++++ ENTRIES SUPPLIED ++++

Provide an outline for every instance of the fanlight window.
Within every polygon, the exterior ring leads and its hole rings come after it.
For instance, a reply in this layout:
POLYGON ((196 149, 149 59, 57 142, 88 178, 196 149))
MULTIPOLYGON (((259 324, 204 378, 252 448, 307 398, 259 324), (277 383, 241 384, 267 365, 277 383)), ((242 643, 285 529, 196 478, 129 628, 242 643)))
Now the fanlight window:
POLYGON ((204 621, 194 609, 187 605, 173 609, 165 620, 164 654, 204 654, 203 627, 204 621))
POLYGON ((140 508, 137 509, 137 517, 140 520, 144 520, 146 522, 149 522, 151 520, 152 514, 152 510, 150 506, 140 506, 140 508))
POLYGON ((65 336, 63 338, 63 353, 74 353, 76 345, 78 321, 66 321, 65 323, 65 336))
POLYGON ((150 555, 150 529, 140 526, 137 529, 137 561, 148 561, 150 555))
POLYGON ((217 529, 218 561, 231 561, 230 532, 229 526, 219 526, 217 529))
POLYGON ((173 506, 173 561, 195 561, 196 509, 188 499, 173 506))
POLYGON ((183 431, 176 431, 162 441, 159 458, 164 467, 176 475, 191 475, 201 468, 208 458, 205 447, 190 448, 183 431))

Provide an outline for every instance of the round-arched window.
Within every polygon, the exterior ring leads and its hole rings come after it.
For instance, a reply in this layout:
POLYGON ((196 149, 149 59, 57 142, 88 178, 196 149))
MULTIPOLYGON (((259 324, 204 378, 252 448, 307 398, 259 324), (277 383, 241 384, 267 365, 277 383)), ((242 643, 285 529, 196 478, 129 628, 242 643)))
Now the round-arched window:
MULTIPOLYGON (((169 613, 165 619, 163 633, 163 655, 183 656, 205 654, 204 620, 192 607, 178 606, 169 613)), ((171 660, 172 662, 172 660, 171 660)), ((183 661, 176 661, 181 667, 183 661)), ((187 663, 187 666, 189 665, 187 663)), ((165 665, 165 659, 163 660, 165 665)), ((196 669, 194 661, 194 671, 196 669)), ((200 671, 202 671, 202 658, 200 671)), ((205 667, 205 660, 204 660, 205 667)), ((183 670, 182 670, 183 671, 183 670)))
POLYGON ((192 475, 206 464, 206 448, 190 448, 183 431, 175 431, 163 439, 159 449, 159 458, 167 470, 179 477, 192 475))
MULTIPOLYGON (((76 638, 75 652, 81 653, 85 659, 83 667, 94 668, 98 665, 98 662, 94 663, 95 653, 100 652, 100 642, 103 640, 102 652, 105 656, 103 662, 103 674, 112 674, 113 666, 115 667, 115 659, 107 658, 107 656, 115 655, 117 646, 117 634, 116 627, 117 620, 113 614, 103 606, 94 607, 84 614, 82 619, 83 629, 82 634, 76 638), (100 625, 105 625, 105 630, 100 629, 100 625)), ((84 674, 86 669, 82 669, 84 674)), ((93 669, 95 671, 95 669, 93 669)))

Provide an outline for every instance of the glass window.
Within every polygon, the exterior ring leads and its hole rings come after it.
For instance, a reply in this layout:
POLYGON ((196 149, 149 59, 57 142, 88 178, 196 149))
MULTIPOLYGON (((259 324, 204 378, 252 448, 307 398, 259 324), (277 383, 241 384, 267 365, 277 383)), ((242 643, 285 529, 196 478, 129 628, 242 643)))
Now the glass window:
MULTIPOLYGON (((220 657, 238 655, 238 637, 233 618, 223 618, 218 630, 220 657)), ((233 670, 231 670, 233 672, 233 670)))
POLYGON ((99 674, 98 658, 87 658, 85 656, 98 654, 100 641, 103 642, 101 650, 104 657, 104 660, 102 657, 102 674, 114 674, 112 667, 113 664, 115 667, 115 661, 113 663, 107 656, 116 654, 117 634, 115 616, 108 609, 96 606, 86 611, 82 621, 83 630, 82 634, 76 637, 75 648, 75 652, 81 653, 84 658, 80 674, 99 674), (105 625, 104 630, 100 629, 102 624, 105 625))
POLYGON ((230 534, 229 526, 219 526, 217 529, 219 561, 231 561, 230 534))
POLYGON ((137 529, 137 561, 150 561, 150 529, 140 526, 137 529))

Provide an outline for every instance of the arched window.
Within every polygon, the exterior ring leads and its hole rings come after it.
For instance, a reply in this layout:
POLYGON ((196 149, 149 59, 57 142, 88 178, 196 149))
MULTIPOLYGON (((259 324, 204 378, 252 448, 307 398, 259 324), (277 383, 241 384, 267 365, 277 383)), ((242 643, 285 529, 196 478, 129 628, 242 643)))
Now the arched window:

++++

- [YOUR TASK]: Rewrite the material above as a JSON array of strings, one string per line, and leave out the blank lines.

- [SOLUTION TO THIS TASK]:
[
  "Provide an outline for every instance of the fanlight window.",
  "Within every polygon, the exterior ring leads and its hole rings come after it.",
  "For instance, a reply in this layout:",
  "POLYGON ((196 149, 149 59, 57 142, 88 178, 196 149))",
  "MULTIPOLYGON (((259 324, 204 378, 252 448, 307 398, 259 324), (277 383, 241 384, 267 365, 277 383)), ((242 643, 285 529, 196 478, 129 628, 242 643)))",
  "Now the fanlight window:",
  "POLYGON ((204 621, 194 609, 187 605, 173 609, 165 620, 164 654, 204 654, 203 627, 204 621))",
  "POLYGON ((140 508, 137 509, 137 517, 140 520, 144 520, 146 522, 149 522, 151 520, 152 514, 152 510, 150 506, 140 506, 140 508))",
  "POLYGON ((65 336, 63 338, 63 353, 74 353, 76 345, 78 321, 66 321, 65 323, 65 336))",
  "POLYGON ((150 555, 150 529, 140 526, 137 529, 137 561, 148 561, 150 555))",
  "POLYGON ((217 529, 218 561, 231 561, 230 532, 229 526, 219 526, 217 529))",
  "POLYGON ((173 506, 173 561, 195 561, 196 509, 188 499, 173 506))",
  "POLYGON ((183 431, 176 431, 162 441, 159 458, 164 467, 176 475, 191 475, 201 468, 208 458, 205 447, 190 448, 183 431))",
  "Provide an outline for every instance of the round-arched window.",
  "Within every polygon, the exterior ring leads and its hole rings come after it.",
  "For instance, a reply in this layout:",
  "POLYGON ((196 149, 149 59, 57 142, 88 178, 196 149))",
  "MULTIPOLYGON (((259 324, 204 378, 252 448, 307 398, 259 324), (277 383, 241 384, 267 365, 277 383)), ((242 643, 285 529, 196 478, 129 628, 242 643)))",
  "Now the round-arched window:",
  "MULTIPOLYGON (((169 613, 165 619, 163 633, 163 655, 183 656, 205 654, 204 620, 192 607, 178 606, 169 613)), ((171 660, 172 662, 172 660, 171 660)), ((183 661, 176 661, 181 667, 183 661)), ((187 663, 187 666, 189 665, 187 663)), ((165 665, 165 659, 163 660, 165 665)), ((196 669, 194 661, 194 671, 196 669)), ((200 671, 202 671, 202 658, 200 671)), ((205 667, 205 660, 204 660, 205 667)), ((183 670, 182 670, 183 671, 183 670)))",
  "POLYGON ((192 475, 206 464, 206 448, 190 448, 183 431, 175 431, 163 439, 159 449, 159 458, 167 470, 179 477, 192 475))",
  "MULTIPOLYGON (((76 638, 75 652, 81 653, 85 659, 83 667, 94 668, 98 665, 98 662, 94 663, 95 653, 100 652, 100 642, 103 640, 102 652, 105 656, 103 662, 103 674, 112 674, 113 666, 115 667, 115 659, 107 658, 107 656, 115 655, 117 646, 117 634, 116 627, 117 620, 113 614, 103 606, 94 607, 84 614, 82 619, 83 629, 82 634, 76 638), (100 625, 105 625, 105 630, 100 629, 100 625)), ((84 674, 86 669, 82 669, 84 674)), ((93 669, 95 671, 95 669, 93 669)))",
  "Provide an outline for every instance of the glass window.",
  "Within every polygon, the exterior ring leads and its hole rings come after it.",
  "For instance, a reply in this layout:",
  "POLYGON ((196 149, 149 59, 57 142, 88 178, 196 149))",
  "MULTIPOLYGON (((259 324, 204 378, 252 448, 307 398, 259 324), (277 383, 241 384, 267 365, 277 383)), ((242 643, 285 529, 196 478, 129 628, 242 643)))",
  "Now the glass window:",
  "MULTIPOLYGON (((220 657, 238 655, 238 637, 233 618, 223 618, 218 630, 220 657)), ((233 670, 231 670, 233 672, 233 670)))",
  "POLYGON ((99 674, 98 658, 87 658, 85 656, 98 654, 100 641, 103 642, 101 650, 104 657, 104 660, 102 657, 102 674, 114 674, 112 667, 113 664, 115 667, 115 661, 113 663, 107 656, 116 654, 117 634, 115 616, 108 609, 96 606, 86 611, 82 621, 83 630, 82 634, 76 637, 75 648, 75 652, 81 653, 84 658, 80 674, 99 674), (105 625, 104 630, 100 629, 102 624, 105 625))",
  "POLYGON ((230 534, 229 526, 219 526, 217 529, 219 561, 231 561, 230 534))",
  "POLYGON ((137 529, 137 561, 150 561, 150 529, 140 526, 137 529))",
  "Provide an outline for every instance of the arched window.",
  "Within every polygon, the exterior ring leads and its hole rings come after it.",
  "For instance, a reply in this layout:",
  "POLYGON ((196 149, 149 59, 57 142, 88 178, 196 149))",
  "MULTIPOLYGON (((259 324, 204 378, 252 448, 307 398, 259 324), (277 383, 241 384, 267 365, 277 383)), ((242 643, 285 529, 196 478, 129 628, 242 643)))",
  "Now the arched window:"
]